This tutorial shows how a Principal Component Analysis (PCA) chart can be customized for a better readability.
Dataset for customizing the plot
An Excel sheet with both the data and results used in this tutorial can be downloaded by clicking here. This tutorial is based on results obtained in the tutorial on PCA (Principal Components Analysis). Our goal is to improve the readability of the graphical representation on axes F1 and F2.
Customizing a plot
We first make a copy of the representation, and then enlarge it. It can be observed that during the expansion of the chart, some labels are moved away from the point to which they correspond. To remedy this, we select the graph and then we use the tool Reposition labels of the Visualizing data toolbar, and choose the following options :
We then create, to the right of the table of the factor scores, a column that contains the sum of the squared cosines on the first two axes for each observation.
As a reminder, for a given axis and a given observation, the cosine is the cosine of the angle between the axis and the vector going from the origin to the point. Thus, the greater the cosine, the closer the point is to the axis in the multidimensional space resulting from the PCA. The sum of the cosines on the first two factorial axes F1 and F2 for any given observation, gives an idea of the accuracy of the plane defined by F1 and F2, for this observation. For a given observation, the sum of the squared cosines over all axes is 1. So, for a given point, the closer the sum to 1, the greater the interpretability of the representation.
In order to indicate the level of interpretability of the two-dimensional representation for the various points, we want to increase the point sizes according to the value of the sum of the squared cosines. This will allow us to know which points can be interpreted without error.
Furthermore, to differentiate the five groups of States determined by the Census Bureau (North East, South, Midwest, West and Pacific), we will use different shapes.

Extracted records:
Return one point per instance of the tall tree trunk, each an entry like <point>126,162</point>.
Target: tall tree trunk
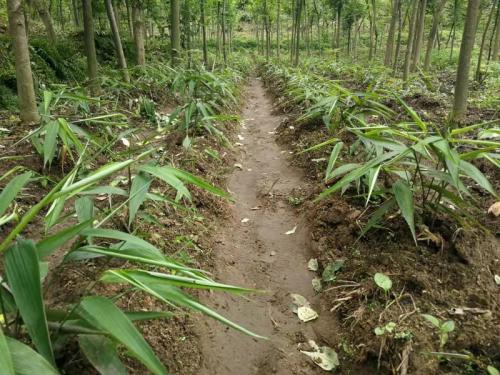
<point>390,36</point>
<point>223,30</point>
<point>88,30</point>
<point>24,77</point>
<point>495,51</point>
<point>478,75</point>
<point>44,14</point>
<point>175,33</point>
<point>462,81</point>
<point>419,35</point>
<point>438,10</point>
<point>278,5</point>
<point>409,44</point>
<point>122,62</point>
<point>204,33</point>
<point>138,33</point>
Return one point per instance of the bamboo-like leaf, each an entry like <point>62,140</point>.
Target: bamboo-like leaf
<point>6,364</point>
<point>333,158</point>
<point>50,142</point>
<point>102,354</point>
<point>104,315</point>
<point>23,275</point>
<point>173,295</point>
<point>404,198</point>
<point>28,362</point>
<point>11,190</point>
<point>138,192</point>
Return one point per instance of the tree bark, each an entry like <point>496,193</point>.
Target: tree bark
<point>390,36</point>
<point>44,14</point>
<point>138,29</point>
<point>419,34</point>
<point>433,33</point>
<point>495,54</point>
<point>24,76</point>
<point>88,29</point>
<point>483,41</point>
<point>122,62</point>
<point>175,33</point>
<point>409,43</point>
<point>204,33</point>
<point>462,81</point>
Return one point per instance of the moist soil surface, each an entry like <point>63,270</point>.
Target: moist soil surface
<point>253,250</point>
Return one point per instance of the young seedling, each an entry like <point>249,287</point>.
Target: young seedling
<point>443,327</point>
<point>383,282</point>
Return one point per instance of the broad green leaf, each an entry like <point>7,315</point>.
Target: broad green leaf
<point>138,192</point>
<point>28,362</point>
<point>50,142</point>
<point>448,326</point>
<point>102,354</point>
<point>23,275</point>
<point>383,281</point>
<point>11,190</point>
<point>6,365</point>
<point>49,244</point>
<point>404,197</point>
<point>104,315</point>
---
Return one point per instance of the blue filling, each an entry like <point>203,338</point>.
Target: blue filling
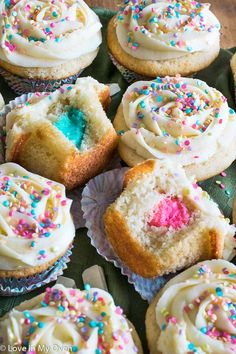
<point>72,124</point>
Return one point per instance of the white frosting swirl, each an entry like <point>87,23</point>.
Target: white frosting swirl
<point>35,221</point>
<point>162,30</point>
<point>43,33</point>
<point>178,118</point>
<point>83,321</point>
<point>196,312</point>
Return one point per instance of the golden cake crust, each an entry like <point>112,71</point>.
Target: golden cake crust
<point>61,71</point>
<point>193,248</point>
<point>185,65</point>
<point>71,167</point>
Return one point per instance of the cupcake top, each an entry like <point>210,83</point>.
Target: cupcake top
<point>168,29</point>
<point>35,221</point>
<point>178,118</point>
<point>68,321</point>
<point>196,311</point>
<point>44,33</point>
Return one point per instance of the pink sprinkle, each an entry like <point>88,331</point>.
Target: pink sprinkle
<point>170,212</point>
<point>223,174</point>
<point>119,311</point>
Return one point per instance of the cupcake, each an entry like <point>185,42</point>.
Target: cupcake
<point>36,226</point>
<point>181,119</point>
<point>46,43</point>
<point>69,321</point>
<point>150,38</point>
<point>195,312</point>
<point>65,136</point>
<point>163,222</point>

Your task: For each statement, say whether it agrees with the PCA chart tutorial. Answer yes or no and quote the tutorial's deciding words. (a) Enlarging the chart can move some labels away from their points. (b) The new column beside the factor scores holds, for each observation, the sum of the squared cosines over all axes. (c) The five groups of States will be told apart by different colors.

Your response:
(a) Yes: "during the expansion of the chart, some labels are moved away from the point to which they correspond"
(b) No: "a column that contains the sum of the squared cosines on the first two axes for each observation"
(c) No: "we will use different shapes"